_Apply what you read_
a. From the pregnancy blog post, return everything from "Now, every symptom" down to "those of panic!", word for word.
b. Using the pregnancy blog post, answer these questions:
(i) How many nosebleeds has the writer had?
(ii) What percentage of the office/nursery is still office?
(iii) Which week of pregnancy does the writer mention in connection with blood pressure readings?
c. Write what comes next in the pregnancy blog post, picking up right after its last sentence.
Page excerpt section start
Sunday, August 17, 2014

The Dust Settles and Worry Begins

I've realized over the past few days that I know a lot about infertility, but much less about actual pregnancy, or more specifically, pregnancy complications. Ask me about the most common infertility medications, general statistics on success rates of various procedures, and costs associated with each option, and I can rattle off the answers without much thought. But then knowing the standard treatment options for gestational diabetes and I start to get confused. I don't know the statistics associated with preeclampsia and premature birth or the usual blood pressure readings and trends in your 27th week of pregnancy. It's funny how I could tell you "good" and "bad" beta numbers for each of the first few weeks of pregnancy, but the blood pressure readings seem so "grey" to me.

Since the initial shock of walking into an appointment expecting only the usual routine and then walking out with concerns of two different significant complications, I have had a lot to learn and absorb. Remember when I said that I wasn't nervous two days ago? Well, I take that back.

Now, every symptom that I experience is no longer interpreted as normal, but instead evaluated with caution and concern. I have had two nosebleeds, one of which was pretty significant with big, gross clots. My feet and hands continue to look swollen. Most concerning to me, is that I have been having a racing heart rate at various, random times throughout the day. I used to have a racing heart after doing activities that otherwise wouldn't have had big impact, like climbing a flight of stairs, but were otherwise understandable. Now my heart will race when I am driving, or sitting down for dinner, or rolling over in bed. It's hard not to feel panicky when my physiological signs are definitely those of panic!

I also haven't been sleeping well because I can't get into a comfortable position. I am exhausted and try to nap but then my heart races again. My muscles ache because they are so tired. I generally feel unhealthy and sickly. There is likely some somatisizing going on...

I started panicking about the lack of preparedness for a baby. The office/nursery is still 99% office. We still have no place for the baby to sleep. There is not a single outfit to be warn. C tried reassuring me that if she born now, or soon after, that she won't being coming home for a while anyways, but I didn't find this reassuring at all.
Page excerpt section end
Data records section start
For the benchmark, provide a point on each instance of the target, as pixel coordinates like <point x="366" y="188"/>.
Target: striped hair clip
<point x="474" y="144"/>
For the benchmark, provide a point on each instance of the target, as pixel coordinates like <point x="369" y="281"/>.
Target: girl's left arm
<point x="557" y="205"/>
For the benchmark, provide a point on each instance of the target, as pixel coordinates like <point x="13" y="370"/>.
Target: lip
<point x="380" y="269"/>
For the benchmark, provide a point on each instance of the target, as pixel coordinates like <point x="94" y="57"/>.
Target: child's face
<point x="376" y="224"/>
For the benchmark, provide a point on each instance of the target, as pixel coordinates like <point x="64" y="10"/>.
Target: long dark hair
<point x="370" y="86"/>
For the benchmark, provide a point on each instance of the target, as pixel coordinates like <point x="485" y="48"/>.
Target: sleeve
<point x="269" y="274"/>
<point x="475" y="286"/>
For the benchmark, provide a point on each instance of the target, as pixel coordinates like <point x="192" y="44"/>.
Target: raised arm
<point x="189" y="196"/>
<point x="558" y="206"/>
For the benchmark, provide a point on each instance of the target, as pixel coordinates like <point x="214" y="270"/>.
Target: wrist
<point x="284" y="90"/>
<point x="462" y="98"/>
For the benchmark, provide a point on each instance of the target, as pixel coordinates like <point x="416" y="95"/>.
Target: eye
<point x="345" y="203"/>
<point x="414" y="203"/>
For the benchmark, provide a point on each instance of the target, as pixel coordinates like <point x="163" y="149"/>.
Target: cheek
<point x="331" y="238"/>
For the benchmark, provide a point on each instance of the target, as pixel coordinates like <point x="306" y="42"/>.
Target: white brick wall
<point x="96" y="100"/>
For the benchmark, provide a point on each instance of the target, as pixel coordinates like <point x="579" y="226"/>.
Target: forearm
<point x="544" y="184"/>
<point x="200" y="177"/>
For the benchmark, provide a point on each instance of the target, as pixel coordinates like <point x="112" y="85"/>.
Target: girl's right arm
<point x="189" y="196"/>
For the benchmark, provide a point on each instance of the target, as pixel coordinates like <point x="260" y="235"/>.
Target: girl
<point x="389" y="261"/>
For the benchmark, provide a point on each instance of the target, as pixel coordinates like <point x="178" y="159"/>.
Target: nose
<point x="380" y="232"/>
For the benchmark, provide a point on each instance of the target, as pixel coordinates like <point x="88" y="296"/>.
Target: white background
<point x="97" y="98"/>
Data records section end
_Outputs for the tasks_
a.
Now, every symptom that I experience is no longer interpreted as normal, but instead evaluated with caution and concern. I have had two nosebleeds, one of which was pretty significant with big, gross clots. My feet and hands continue to look swollen. Most concerning to me, is that I have been having a racing heart rate at various, random times throughout the day. I used to have a racing heart after doing activities that otherwise wouldn't have had big impact, like climbing a flight of stairs, but were otherwise understandable. Now my heart will race when I am driving, or sitting down for dinner, or rolling over in bed. It's hard not to feel panicky when my physiological signs are definitely those of panic!

b.
(i) Two
(ii) 99%
(iii) The 27th week

c.
I also get worried about work. I have put forth great effort and thought into a maternity plan that has me working until at least the beginning of November. This didn't account for a potential bed-rest situation, or a reduced hours situation, or a "take-it-easy" situation. I've had a hard enough time getting my one (fake) boss accepting my current plan that the thought of adjusting this plan is nothing I am looking forward to. I know, I know, this should be the least of my concerns right now. The thing is, as a psychologist, I do feel an ethical and personal obligation to the patients that I care for. I appreciate that I am no good to them if I'm not taking care of myself first, but they still deserve consistent care and a reasonable transition plan if necessary.


  1. Hang in there Katie. Sometimes knowing all the statistics doesn't do any good anyways. The gestational diabetes and blood pressure values have variabity depending on who you ask. Sounds like your doctor will be keeping a close watch and your family will help you prepare for baby.

  2. I don't know if it's affordable, but if possible, and you'd like to---prenatal massage. No, it won't take the risks and worries away, but it will at least help your body help you get a better night's sleep. I am going to take my own advice as I wake up from each night of "sleep" as if from a war. Women weather these sorts of conditions all the time without complicated births---hang on, mama! I feel for you!